=== What you need to do ===
Copy every line below word for word, and leave the pictures out of your answer.

=== Supplied material ===
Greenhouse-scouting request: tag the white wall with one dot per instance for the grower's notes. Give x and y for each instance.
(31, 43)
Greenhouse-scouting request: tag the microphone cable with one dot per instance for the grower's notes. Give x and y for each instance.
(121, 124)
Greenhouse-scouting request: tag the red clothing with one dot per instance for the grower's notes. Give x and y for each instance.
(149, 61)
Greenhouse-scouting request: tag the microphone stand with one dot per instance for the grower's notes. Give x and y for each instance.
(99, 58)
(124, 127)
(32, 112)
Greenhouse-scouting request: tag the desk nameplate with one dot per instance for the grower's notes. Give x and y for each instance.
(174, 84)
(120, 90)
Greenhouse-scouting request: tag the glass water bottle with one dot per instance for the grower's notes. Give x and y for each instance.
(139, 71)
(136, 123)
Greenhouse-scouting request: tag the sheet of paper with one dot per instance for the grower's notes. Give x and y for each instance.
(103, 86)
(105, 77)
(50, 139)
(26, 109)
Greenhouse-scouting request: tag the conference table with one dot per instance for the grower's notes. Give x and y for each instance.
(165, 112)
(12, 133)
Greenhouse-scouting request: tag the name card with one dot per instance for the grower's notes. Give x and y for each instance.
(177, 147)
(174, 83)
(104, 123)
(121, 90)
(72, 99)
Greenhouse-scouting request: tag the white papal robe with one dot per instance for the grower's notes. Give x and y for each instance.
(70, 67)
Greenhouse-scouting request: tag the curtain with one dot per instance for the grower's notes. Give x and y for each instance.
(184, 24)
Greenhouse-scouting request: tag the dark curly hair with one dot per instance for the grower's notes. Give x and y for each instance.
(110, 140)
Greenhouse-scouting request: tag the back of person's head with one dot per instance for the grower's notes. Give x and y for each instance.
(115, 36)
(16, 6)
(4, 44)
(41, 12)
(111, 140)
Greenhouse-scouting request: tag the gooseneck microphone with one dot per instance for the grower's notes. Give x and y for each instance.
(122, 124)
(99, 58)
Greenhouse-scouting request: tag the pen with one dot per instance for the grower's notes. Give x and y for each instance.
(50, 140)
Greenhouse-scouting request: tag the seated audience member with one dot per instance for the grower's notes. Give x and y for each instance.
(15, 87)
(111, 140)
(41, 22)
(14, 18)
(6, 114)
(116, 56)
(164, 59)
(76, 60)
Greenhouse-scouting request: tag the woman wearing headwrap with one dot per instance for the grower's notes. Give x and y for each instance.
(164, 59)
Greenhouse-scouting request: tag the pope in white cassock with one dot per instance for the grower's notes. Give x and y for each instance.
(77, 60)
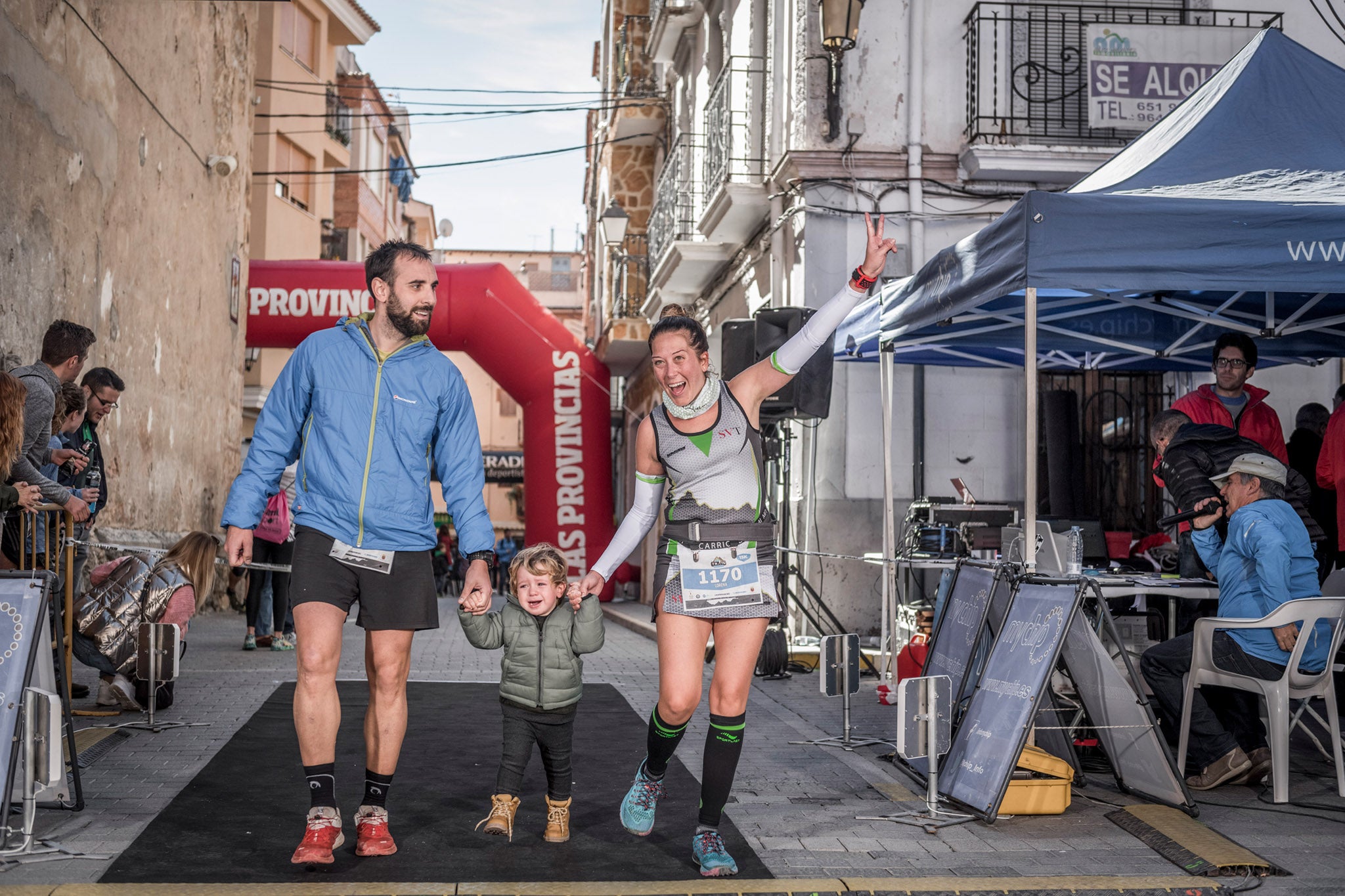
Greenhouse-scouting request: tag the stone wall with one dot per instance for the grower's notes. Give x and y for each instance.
(109, 219)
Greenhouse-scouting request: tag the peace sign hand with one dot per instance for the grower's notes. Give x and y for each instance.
(876, 254)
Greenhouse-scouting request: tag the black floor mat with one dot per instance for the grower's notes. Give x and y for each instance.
(242, 815)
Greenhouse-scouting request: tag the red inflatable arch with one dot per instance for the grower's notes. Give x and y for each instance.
(487, 313)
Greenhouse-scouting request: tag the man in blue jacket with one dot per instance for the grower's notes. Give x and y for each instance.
(369, 410)
(1266, 561)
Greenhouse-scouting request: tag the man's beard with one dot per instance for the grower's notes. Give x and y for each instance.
(401, 317)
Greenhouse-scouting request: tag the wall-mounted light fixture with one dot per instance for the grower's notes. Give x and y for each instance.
(839, 33)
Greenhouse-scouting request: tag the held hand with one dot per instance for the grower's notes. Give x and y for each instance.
(1216, 513)
(30, 496)
(238, 547)
(77, 459)
(1286, 636)
(77, 508)
(591, 584)
(876, 254)
(477, 589)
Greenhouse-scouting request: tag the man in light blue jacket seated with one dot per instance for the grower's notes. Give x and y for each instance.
(1266, 561)
(368, 409)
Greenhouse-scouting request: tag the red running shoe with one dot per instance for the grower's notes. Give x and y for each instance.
(322, 836)
(372, 836)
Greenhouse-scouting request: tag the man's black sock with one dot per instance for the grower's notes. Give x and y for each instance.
(376, 789)
(722, 747)
(322, 785)
(661, 744)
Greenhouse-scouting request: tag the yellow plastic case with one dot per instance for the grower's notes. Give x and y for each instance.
(1039, 796)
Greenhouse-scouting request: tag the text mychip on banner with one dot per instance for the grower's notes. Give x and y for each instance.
(1137, 74)
(994, 726)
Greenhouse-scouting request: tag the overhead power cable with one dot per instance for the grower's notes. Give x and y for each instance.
(310, 83)
(136, 85)
(444, 164)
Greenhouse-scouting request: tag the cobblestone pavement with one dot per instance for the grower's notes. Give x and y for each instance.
(797, 803)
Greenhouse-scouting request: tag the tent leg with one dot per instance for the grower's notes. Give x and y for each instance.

=== Written reply ===
Greenhouse-scouting request: tag the white wall with one dot per instance for the grower's notes. Give x and y for each instance.
(31, 43)
Greenhouse-scouting request: tag the microphone cable with one dot per instance for the grower's notes. Give x and y for each instance.
(121, 124)
Greenhouse-scouting request: tag the red clothing with one dot per instance for the grower's notes. Give x and y for each instance.
(149, 61)
Greenhouse-scouting request: tag the microphone stand with one dot per instance for the grower's notes. Give x and y for each instance.
(99, 58)
(124, 127)
(32, 112)
Greenhouse-scouting request: tag the desk nameplate with one dot per instance for the grower's notes. Give x and y for each instance.
(174, 84)
(120, 90)
Greenhouse-scouting request: tag the glass water bottle with one dot per instance for the grower's notes. Give x and y for each instance.
(139, 71)
(136, 123)
Greenhouse-scouting request: tag the sheet of paper with one dot per instance for the grower's notes. Give x and y for each instance.
(103, 86)
(105, 77)
(50, 139)
(26, 109)
Greenhouse-scouting request: tag the conference table with one dot per instance for the grower's notes. Give x and y for each instance.
(165, 112)
(12, 133)
Greenhouse-scouting request: tag the name card with one dot per instance for the grower's notes. Give x and y for each instance.
(177, 147)
(174, 83)
(104, 123)
(121, 90)
(72, 99)
Greenhouse-scouting request: tag the white papal robe with one dot per instance for the grower's notes. Give x and y for each instance.
(70, 67)
Greenhouse-scouting request: tag the curtain with one dot per instance for the grower's notes. Give x and y for each instance.
(184, 24)
Greenhouse-scouting request: tag the dark curly hair with one dot per instance for the grower's notes. Give x and y for each instance.
(110, 140)
Greenhouse-scouting request: tag the back of person's head with one dot per instance for the grower's notes. Give x and y for each instance.
(115, 36)
(16, 6)
(4, 44)
(41, 12)
(111, 140)
Greenhouse-scouting request: tag the gooseneck microphone with one dot per instance for the grower's notes. Give x and y for each instance.
(122, 124)
(99, 58)
Greenhouse-scouting request: tag the pen with one dot per instance for the grower's notes. Give x and y for each instance.
(50, 140)
Greenhouse-scouting request: tag the seated audience member with one dot per instance for the grower's notes. Give x and y for each instance.
(15, 87)
(111, 140)
(41, 22)
(14, 18)
(6, 114)
(116, 56)
(164, 59)
(76, 60)
Greenhouse-scouting request: tag the woman wearing headwrap with one dot per instance for the grower's notes. Give x and y for each instance.
(164, 59)
Greenhouse-scouting request: tag the pope in white cassock with one dot per instance for the grower's notes. Give x and y for each instance.
(77, 60)
Greenhouse-scouting request: tag the stone wall with one dot per instance for the grower's notes. Give x and y for each instance.
(109, 219)
Greenhouse-scouting request: tag the peace sign hand with one dot per instance for the grower's notes. Give x and y for each instance.
(876, 254)
Greenhouse-scouting request: tag the black floor mat with one dot per instance for the grower's notes. Give x and y for each instance.
(242, 815)
Greenhouse-scouting request: tag the red inflatable arch with one dot per instance for the grower's notes. Give x and y for each instance.
(487, 313)
Greenhouse-scouting request: tag the man in blue jacket with one dot per instance for the grower's notes. Give x and y for each instance.
(369, 410)
(1266, 561)
Greenhouse-scouting request: tag the man's beard with one dot per instance for the grower's notes. Give x and y for each instance.
(401, 317)
Greenhouse-scouting request: tag the wall-mounted light fixture with one dot per instance for the grower's notes. Give x and y for each instance.
(839, 33)
Greenhouse-scouting request: tag the held hand with one dot per instance for the grower's notes. Give x and y for each instance.
(1216, 513)
(30, 496)
(238, 547)
(77, 459)
(1286, 636)
(77, 508)
(591, 584)
(876, 254)
(477, 589)
Greenhouse-scouting request: tag the man in light blue jacket seated with one dot per instance for the grower's notes. Give x and y for each instance.
(1266, 561)
(368, 409)
Greenhouse-scouting request: tag the red running shoe with one dot per instance for the grower's notes. Give x and y for each instance.
(322, 836)
(372, 836)
Greenhouse-scouting request: tag the man's black sock with one dot per instance for the grower's notes. Give x and y for each instance.
(376, 789)
(722, 747)
(322, 785)
(661, 744)
Greenhouse-scouting request: tag the yellow plastic case with one dot per instance for the grower's notes. Give x and y for each instance.
(1039, 796)
Greenhouse-scouting request: tag the text mychip on banner with one dot per instance for the grower's notes. Give x and y for each instance.
(1137, 74)
(994, 726)
Greenhouse-scouting request: tag the overhead power cable with one dot per instance for the grower's notes. Give x and y for each instance.
(310, 83)
(136, 85)
(444, 164)
Greenhouse-scouting request: tag the cobblestone pavement with one dot per instance for the grower's notes. Give x and y for each instance.
(797, 803)
Greenhouse-scouting request: tag the tent leg with one dot per instance for the grower's notes. Give x and y for each instance.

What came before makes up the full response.